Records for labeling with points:
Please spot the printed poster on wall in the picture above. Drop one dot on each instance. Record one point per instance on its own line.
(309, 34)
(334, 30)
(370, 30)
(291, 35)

* [AIM OF THE EXERCISE]: Rewrite every line of the records above as a numbered list, leaving out any blank lines.

* [SOLUTION FOR THIS TASK]:
1. Please spot the printed poster on wall in the picture above. Drop one dot on each instance. Record one point per instance on its own line.
2. (309, 34)
3. (334, 30)
4. (370, 30)
5. (291, 35)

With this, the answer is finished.